_What is needed:_ Extract the whole listing as it stands. Do not include the pictures.

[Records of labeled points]
— start —
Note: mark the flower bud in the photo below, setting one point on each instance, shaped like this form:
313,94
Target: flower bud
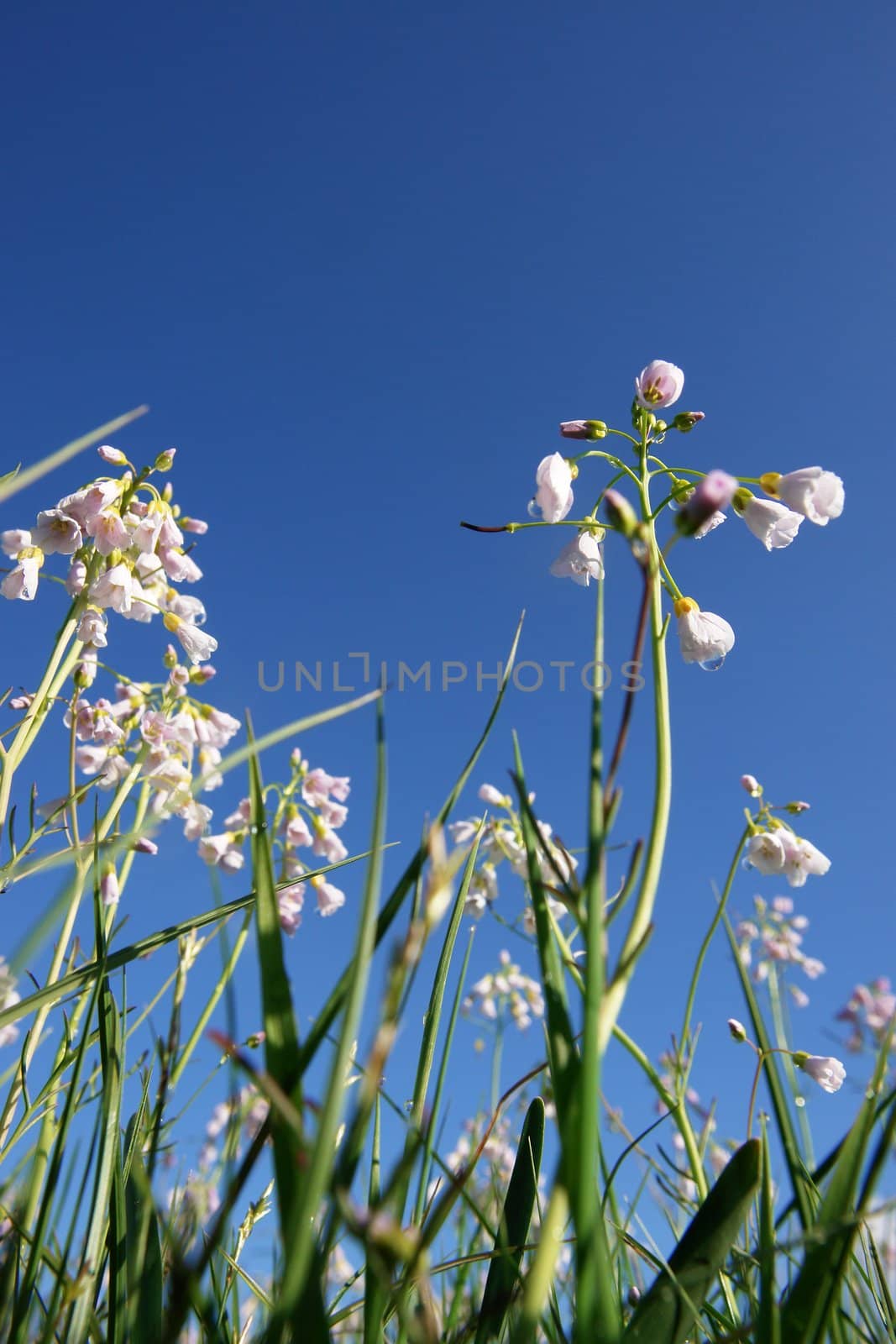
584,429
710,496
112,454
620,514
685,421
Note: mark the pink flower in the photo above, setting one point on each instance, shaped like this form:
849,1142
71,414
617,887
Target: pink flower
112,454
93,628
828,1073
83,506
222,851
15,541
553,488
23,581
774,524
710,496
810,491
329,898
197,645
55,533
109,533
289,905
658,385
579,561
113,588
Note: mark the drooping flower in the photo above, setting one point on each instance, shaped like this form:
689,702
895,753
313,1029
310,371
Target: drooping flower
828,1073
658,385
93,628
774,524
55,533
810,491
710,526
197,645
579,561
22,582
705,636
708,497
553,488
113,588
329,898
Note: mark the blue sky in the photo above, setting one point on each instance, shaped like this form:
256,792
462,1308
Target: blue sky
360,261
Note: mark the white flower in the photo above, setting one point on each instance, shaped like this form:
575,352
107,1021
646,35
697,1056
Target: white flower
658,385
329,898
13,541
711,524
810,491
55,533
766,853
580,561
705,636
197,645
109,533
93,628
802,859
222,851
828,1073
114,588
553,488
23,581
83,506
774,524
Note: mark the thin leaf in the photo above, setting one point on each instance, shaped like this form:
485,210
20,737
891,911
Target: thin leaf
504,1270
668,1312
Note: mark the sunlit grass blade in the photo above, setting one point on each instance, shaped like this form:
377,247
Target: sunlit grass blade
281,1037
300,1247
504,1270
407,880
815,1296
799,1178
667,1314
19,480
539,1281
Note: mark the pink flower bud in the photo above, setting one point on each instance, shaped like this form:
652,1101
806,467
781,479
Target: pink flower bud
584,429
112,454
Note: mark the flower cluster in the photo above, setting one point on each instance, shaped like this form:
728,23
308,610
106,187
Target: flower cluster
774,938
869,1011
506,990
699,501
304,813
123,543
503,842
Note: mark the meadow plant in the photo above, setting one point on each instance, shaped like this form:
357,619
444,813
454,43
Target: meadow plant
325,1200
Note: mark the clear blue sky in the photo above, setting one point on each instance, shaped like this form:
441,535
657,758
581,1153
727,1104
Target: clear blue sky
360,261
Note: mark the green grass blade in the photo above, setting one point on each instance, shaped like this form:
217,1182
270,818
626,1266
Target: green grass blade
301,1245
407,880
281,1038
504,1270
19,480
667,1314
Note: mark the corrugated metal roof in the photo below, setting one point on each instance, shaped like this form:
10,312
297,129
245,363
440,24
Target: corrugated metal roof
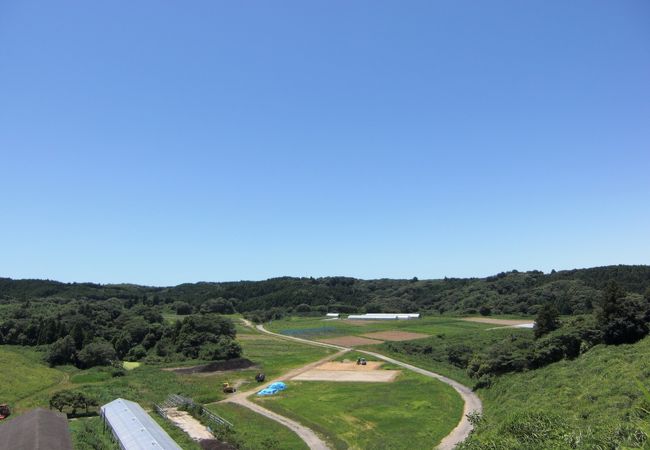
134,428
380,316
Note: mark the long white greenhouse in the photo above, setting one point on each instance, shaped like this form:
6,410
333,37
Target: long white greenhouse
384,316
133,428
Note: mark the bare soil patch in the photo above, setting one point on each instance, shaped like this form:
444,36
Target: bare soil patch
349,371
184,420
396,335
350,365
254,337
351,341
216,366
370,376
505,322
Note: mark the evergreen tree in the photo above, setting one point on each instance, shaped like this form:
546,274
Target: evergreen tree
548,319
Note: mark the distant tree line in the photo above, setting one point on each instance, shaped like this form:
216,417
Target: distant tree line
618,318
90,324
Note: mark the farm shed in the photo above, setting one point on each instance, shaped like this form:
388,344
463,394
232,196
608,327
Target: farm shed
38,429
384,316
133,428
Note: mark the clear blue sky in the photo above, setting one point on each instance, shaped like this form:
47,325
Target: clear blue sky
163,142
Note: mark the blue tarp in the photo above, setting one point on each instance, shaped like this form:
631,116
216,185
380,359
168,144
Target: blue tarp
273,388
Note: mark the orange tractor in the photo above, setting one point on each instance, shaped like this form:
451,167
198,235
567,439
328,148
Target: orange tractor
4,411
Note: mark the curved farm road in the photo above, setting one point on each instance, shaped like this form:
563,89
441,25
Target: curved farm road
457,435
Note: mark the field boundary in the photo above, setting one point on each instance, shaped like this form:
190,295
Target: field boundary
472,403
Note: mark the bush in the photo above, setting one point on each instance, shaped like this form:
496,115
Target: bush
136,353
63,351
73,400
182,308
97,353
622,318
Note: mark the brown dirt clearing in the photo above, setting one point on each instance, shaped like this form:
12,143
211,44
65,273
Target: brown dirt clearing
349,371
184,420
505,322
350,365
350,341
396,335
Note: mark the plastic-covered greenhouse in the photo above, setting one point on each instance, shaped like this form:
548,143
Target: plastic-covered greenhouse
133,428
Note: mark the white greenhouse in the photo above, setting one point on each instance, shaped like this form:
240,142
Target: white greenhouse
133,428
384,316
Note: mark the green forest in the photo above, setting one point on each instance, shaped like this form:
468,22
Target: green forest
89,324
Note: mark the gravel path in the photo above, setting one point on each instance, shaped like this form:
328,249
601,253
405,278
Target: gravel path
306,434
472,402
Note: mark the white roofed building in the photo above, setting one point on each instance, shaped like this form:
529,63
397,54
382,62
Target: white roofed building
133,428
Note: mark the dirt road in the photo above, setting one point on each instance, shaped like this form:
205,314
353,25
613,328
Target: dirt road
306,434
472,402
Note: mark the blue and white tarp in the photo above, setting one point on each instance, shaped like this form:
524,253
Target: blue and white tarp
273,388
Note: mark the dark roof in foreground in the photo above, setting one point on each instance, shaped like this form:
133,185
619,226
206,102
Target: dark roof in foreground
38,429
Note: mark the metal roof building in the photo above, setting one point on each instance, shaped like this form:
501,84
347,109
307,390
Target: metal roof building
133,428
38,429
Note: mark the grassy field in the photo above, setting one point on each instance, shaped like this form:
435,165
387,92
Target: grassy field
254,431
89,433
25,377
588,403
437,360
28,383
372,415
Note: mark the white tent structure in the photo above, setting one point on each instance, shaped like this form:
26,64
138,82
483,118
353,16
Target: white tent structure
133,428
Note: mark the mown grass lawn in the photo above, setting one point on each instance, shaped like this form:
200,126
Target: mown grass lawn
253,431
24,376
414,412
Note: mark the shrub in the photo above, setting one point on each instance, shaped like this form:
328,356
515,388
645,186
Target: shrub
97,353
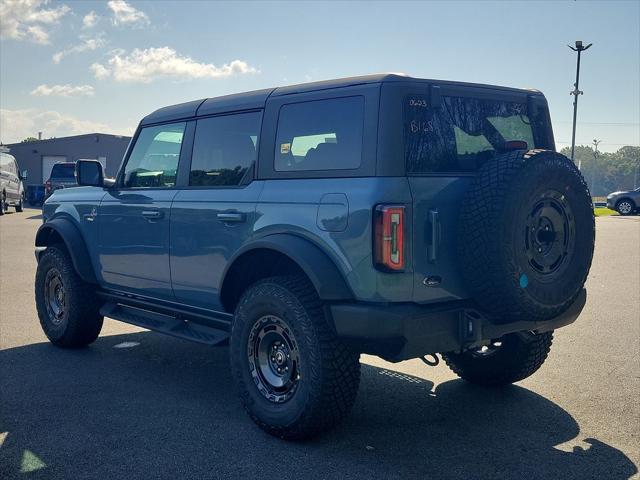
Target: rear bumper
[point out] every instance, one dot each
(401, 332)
— end —
_Result of this task:_
Note: mark the flower bud in the photo below, setting one point on each instance, shaped like this form:
313,94
Target: flower bud
584,429
710,496
112,454
620,514
685,421
Note: mark the pink flower in the photo above, setting one point on each instance, shaped like this form:
849,1142
71,414
617,887
Target: pink flower
112,454
93,628
828,1073
83,506
222,851
15,541
553,488
23,581
774,524
710,496
810,491
329,898
197,645
55,533
109,533
289,905
658,385
579,561
113,588
Note: mark the drooping flower in the photo above, setting one point on each instance, shaped like this form:
689,702
895,753
313,1029
310,371
Target: drooping flower
828,1073
658,385
93,628
774,524
55,533
810,491
710,526
197,645
579,561
22,582
705,636
708,497
553,488
113,588
329,898
Note: mark the blue sky in the photo above, setting one point on each instance, shaped like this form:
256,792
462,1308
Target: blue sky
360,261
Note: mark the white flower in the photo above, setting one point on each instance, shaped like this form:
575,352
107,1021
646,35
697,1056
Target: white flower
658,385
329,898
13,541
711,524
810,491
55,533
766,853
580,561
705,636
197,645
109,533
93,628
802,859
222,851
828,1073
114,588
553,488
23,581
83,506
774,524
Note: mark the thin leaf in the photo above, setting one point on each instance, shaped like this form:
485,210
20,737
891,911
Target: thin leaf
504,1270
668,1312
Note: mark the sunlit grass blade in the photo above, setting one point on each instance, shaped like this form:
377,247
Target: sunlit grass blade
281,1037
300,1247
504,1270
407,880
815,1296
799,1178
667,1314
19,480
539,1281
Note: mark the pink flower bud in the photo above, setting one point on each instance, shaped like this form:
652,1101
806,467
781,479
Target: pink flower bud
584,429
112,454
Note: mark the flower cluster in the photo above, setting one point on each instance, shaped like this form:
728,23
308,610
106,187
Target: flower cluster
774,938
869,1011
506,990
699,501
304,813
123,543
503,842
Note: mark the meadow plant in the photo above, setting one point on each instance, shaped like this form:
357,619
444,813
454,43
Target: meadow plant
325,1200
Note: mark the clear blue sky in the photo above, setting one point on each instance, shaped like this form:
441,535
657,758
581,1153
727,1104
Target: clear blue sky
360,261
Note: mark the green grass blade in the photo above, setting one point on each instance, shaped like this form:
217,1182
270,818
626,1266
Target: green grass blade
301,1245
407,880
281,1038
504,1270
19,480
667,1314
Note: mark the corrugated metal roof in the photo below, setting one point on each instance, shaped like this form:
10,312
297,129
245,363
440,24
Target: corrugated metal roof
134,428
380,316
Note: mark the long white greenhouse in the photo above, setting one point on each instance, shaped like this form:
6,410
333,37
Target: long white greenhouse
384,316
133,428
Note: mark the bare soil patch in the photo above, setting one point on each instance, shaped like this form:
444,36
Target: bare soil patch
349,371
184,420
396,335
350,365
254,337
351,341
216,366
370,376
505,322
Note: mark the evergreen tree in the photo above, setting one point on each instance, shaped like this form:
546,274
Target: evergreen tree
548,319
Note: mark the distant tree line in the photo above, setting one point on each instance, shaped like this form:
216,417
Target: distant tree line
618,318
90,324
Note: mark the farm shed in the photo above, setting one point on each instance, shaped like this form:
388,344
463,394
232,196
608,327
Target: farm shed
38,429
384,316
133,428
Note: mark the clear blue sky in the photo above, setting one point on each instance, shaped like this form:
47,325
Target: clear blue sky
163,142
Note: mark the blue tarp in the photo above, setting one point on each instance, shaped like this form:
631,116
216,185
380,359
168,144
Target: blue tarp
273,388
Note: mark the orange tractor in the photo above, setting one point on each instance, shaped like this form:
451,167
198,235
567,439
328,148
Target: orange tractor
4,411
Note: mark the curved farm road in the photo above, setting one point on each instance, shaped like this form:
563,89
441,25
Target: curved farm road
457,435
Note: mark the field boundary in the photo above, setting one point on each instance, shaped like this form:
190,295
Target: field boundary
472,403
Note: mark the bush in the photo above, setting one point on each instance, shaped like this form:
496,115
Target: bush
136,353
63,351
73,400
182,308
97,353
622,318
Note: mark the brown dirt clearing in the photo above, setting one point on each instance, shaped like this form:
12,143
211,44
65,273
Target: brown dirt clearing
349,371
184,420
505,322
350,365
350,341
396,335
Note: mark the plastic-covered greenhouse in the photo above, setting one point on each instance, shaped like this form:
548,143
Target: plastic-covered greenhouse
133,428
Note: mark the white greenhouse in the photo above, setting one point on each instance, shaped like this form:
240,142
Target: white greenhouse
133,428
384,316
Note: mark the green forest in the photo above, setting one point on each instance, shaped like this form:
468,22
Target: green forest
89,324
Note: mark the gravel path in the photo above, setting one point on each instance, shaped like this form:
328,249
601,253
405,278
Target: gravel path
306,434
472,402
Note: mark the white roofed building in the photo above, setting one point on each instance, shaped like this form:
529,63
397,54
382,62
Target: white roofed building
133,428
Note: mark the dirt road in the photo above, setting one point on each instance, shaped like this form:
205,314
353,25
613,328
Target: dirt road
306,434
472,402
Note: mark the blue and white tarp in the photo above, setting one point on each instance, shaped like this form:
524,253
Target: blue and white tarp
273,388
Note: mark the dark roof in foreground in the photo above, setting one point on each instance, shaped like this form:
133,185
619,226
206,102
Target: dark roof in foreground
38,429
Note: mark the metal roof building in the photo above, setting one point on each instance, shaped like this form:
501,84
347,109
307,390
Target: metal roof building
133,428
38,429
Note: mark the grassy field in the photo above, setting one point on each instance, shaped like this form:
435,165
387,92
Target: grassy field
254,431
89,433
25,377
588,403
437,360
28,383
372,415
Note: mark the white tent structure in the photo above, setting one point on each instance, shaped like this form:
26,64
138,82
483,118
353,16
Target: white tent structure
133,428
Note: mark the mown grass lawn in the photo above, setting one point on each instance, shaped like this form:
200,126
Target: mown grass lawn
253,431
24,376
414,412
Note: mark the shrub in the photo above, setting one point on each instance, shaped like this form:
328,356
515,388
645,186
Target: shrub
97,353
Target: rear bumper
[point out] every instance, one dot each
(401, 332)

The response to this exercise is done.